Problem to solve:
Copy everything from the line containing "Could you kindly annotate the slender" down to the end of the records, requests included, and increase every point coordinate in the answers by 124. Leave the pictures out of your answer.

+++ Records for the exercise

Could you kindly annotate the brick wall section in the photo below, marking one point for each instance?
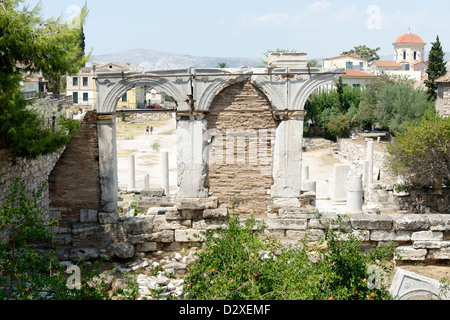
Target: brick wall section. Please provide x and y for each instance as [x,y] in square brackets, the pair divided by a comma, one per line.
[74,182]
[443,100]
[247,183]
[34,173]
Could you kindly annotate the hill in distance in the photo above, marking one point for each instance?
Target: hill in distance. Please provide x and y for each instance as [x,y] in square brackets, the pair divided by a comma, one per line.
[160,60]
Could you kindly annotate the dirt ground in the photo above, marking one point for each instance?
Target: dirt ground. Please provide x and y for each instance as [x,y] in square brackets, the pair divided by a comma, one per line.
[131,138]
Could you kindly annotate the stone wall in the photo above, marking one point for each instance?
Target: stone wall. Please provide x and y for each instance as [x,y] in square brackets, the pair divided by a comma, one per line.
[443,100]
[317,143]
[74,182]
[182,222]
[33,173]
[386,199]
[240,164]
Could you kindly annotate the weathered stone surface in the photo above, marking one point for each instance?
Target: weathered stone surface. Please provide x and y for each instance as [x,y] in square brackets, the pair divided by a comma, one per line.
[147,246]
[286,203]
[196,203]
[390,235]
[287,224]
[410,222]
[219,213]
[138,225]
[122,250]
[189,235]
[84,253]
[207,224]
[408,253]
[329,220]
[439,222]
[370,222]
[299,213]
[427,236]
[108,217]
[160,223]
[431,244]
[165,236]
[439,254]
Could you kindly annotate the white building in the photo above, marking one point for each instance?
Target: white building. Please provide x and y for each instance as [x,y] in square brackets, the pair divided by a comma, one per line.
[409,55]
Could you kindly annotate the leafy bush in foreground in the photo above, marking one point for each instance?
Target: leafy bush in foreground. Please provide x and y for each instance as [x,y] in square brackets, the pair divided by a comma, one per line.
[237,263]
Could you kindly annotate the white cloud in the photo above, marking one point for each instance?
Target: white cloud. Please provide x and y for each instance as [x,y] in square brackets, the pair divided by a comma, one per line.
[319,6]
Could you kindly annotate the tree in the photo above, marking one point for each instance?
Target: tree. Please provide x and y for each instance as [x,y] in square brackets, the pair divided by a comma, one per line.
[365,52]
[313,63]
[436,69]
[365,116]
[268,52]
[399,104]
[421,151]
[29,44]
[222,65]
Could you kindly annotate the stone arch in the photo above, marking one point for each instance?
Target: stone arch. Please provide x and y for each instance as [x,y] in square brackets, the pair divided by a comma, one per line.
[239,166]
[302,96]
[110,87]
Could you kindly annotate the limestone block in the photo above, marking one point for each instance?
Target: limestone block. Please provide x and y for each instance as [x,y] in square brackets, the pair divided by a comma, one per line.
[407,285]
[122,250]
[427,236]
[439,254]
[196,203]
[88,215]
[287,224]
[165,236]
[84,253]
[439,222]
[410,253]
[370,222]
[147,246]
[431,244]
[108,217]
[161,211]
[160,223]
[138,225]
[410,222]
[300,213]
[390,235]
[219,214]
[286,203]
[329,220]
[203,224]
[189,235]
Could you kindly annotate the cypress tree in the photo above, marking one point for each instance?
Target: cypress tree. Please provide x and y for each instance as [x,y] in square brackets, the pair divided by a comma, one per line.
[436,69]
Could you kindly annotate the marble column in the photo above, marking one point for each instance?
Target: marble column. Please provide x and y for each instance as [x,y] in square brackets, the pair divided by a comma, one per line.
[191,156]
[287,157]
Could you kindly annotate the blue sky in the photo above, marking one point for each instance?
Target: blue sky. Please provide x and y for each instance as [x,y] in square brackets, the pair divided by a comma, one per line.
[233,28]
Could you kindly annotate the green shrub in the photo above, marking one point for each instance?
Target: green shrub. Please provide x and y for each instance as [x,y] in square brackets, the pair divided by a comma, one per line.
[237,263]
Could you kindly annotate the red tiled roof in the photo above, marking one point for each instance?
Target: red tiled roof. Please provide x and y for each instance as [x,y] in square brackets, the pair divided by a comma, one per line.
[409,38]
[391,64]
[354,55]
[357,73]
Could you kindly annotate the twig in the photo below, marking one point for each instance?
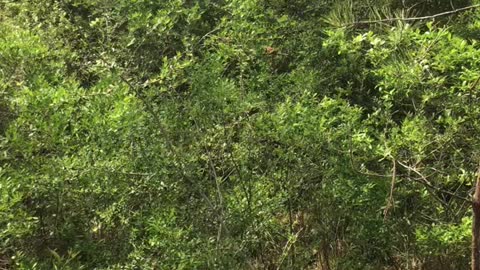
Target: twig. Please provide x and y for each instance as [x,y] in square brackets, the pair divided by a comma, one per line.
[392,188]
[446,13]
[423,180]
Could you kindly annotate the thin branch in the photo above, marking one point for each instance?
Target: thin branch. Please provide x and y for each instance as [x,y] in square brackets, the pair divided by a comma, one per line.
[446,13]
[423,180]
[390,201]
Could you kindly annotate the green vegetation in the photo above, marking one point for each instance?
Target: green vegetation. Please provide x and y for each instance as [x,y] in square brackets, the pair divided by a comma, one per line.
[238,134]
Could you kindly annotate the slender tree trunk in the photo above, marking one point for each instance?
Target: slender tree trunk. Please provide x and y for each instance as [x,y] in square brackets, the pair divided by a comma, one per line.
[476,225]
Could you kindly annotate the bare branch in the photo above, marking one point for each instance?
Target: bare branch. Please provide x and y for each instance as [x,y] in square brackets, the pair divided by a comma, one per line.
[430,17]
[423,180]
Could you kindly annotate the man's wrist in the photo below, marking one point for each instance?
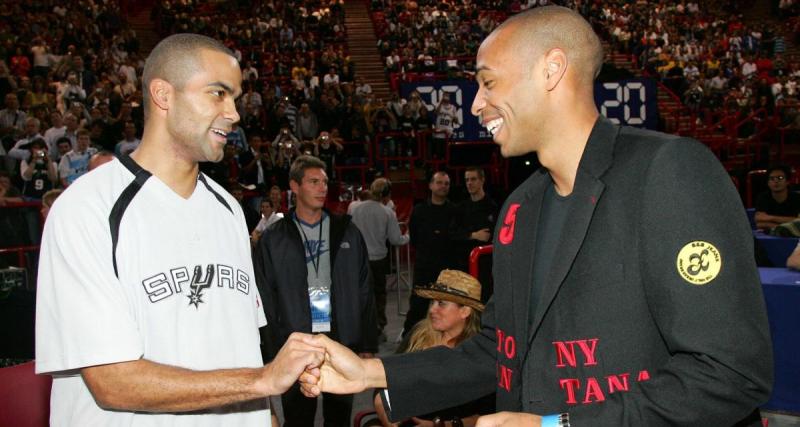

++++++

Answer for the task:
Could you kindly annotate the slender tree trunk in the photo above, marking one point for each instance?
Target: slender tree trunk. Please provide x and y for each instance as [x,y] in square brackets, the pair divided by a comma, one per line.
[600,349]
Could you kindly annotate the bare branch in the photo above, marking one point for each instance?
Target: bare branch. Please provide x and y for each instance as [x,y] in square brackets, the pair divided by a comma, one per line.
[554,141]
[547,304]
Could you kindly annotate the man's wrist in the photo below, marking one point for each instance?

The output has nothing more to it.